■ **Exercises**:
1. In the passage on 1606 Corp., how many megawatts does the first target power plant offer immediately?
2. From the passage on 1606 Corp., set down the text between "1606 Corp.'s Strategic" and "from diverse sources.", inclusive, word for word.

■ **Text section**:
1606 Corp.'s Strategic Positioning
1606 Corp.'s November 18, 2025 news of an acquisition term sheet with Sim Agro Inc. creates a public platform for captive power generation designed for AI and data center infrastructure. Led by President Dr. Karthik Raghavan, Sim Agro operates globally across the U.S., India, South Korea and Middle East, having executed over 80 power projects generating more than 2,000 megawatts from diverse sources.
The first target, a 55-megawatt power plant with over 100 acres and a 50,000-square-foot data-center-ready warehouse, offers 20 megawatts immediately, expanding to 70 megawatts by Q3 2026. Long-term plans envision 150-200 megawatts per location.
"Power is the lifeblood of data centers," said CEO Austen Lambrecht. "As demand for cloud services, AI, and digital infrastructure grows exponentially, the need for high-quality, uninterrupted energy has never been more critical."

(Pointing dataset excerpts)
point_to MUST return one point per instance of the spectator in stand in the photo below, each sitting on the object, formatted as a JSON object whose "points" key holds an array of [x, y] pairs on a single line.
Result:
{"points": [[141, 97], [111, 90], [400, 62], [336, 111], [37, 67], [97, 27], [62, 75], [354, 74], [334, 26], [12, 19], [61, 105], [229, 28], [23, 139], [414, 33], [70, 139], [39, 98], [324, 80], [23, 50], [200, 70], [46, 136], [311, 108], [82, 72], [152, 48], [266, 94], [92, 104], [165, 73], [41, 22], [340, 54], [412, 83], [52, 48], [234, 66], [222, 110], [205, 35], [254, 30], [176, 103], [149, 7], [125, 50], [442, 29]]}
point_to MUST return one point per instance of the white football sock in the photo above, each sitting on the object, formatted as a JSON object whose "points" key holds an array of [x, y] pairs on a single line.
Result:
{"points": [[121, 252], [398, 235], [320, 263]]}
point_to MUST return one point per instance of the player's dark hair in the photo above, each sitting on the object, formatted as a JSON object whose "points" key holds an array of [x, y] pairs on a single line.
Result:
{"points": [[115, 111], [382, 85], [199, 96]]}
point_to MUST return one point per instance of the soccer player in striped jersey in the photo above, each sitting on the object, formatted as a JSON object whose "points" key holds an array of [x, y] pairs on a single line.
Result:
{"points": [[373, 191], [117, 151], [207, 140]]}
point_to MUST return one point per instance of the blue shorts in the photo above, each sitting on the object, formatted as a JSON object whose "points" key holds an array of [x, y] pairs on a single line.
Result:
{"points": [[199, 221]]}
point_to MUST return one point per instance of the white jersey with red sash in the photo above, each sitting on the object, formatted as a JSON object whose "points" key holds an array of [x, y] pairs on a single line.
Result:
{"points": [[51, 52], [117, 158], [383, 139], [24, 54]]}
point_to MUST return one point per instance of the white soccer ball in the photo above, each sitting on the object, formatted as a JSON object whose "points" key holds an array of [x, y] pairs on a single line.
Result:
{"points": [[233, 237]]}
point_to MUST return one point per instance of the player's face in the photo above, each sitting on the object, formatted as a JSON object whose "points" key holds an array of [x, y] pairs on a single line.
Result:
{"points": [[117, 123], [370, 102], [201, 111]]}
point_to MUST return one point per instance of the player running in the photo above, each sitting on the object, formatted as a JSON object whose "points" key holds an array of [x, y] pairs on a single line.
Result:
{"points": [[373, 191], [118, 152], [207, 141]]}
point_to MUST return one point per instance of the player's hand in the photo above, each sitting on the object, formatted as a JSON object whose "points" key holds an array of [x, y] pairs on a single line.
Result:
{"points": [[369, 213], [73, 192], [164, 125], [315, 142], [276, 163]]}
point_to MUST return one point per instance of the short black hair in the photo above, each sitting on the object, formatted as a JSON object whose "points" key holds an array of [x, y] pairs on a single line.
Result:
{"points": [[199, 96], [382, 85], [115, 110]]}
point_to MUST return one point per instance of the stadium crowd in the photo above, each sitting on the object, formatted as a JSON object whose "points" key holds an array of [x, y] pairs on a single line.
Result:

■ **Results by task**:
1. 20 megawatts

2.
1606 Corp.'s Strategic Positioning
1606 Corp.'s November 18, 2025 news of an acquisition term sheet with Sim Agro Inc. creates a public platform for captive power generation designed for AI and data center infrastructure. Led by President Dr. Karthik Raghavan, Sim Agro operates globally across the U.S., India, South Korea and Middle East, having executed over 80 power projects generating more than 2,000 megawatts from diverse sources.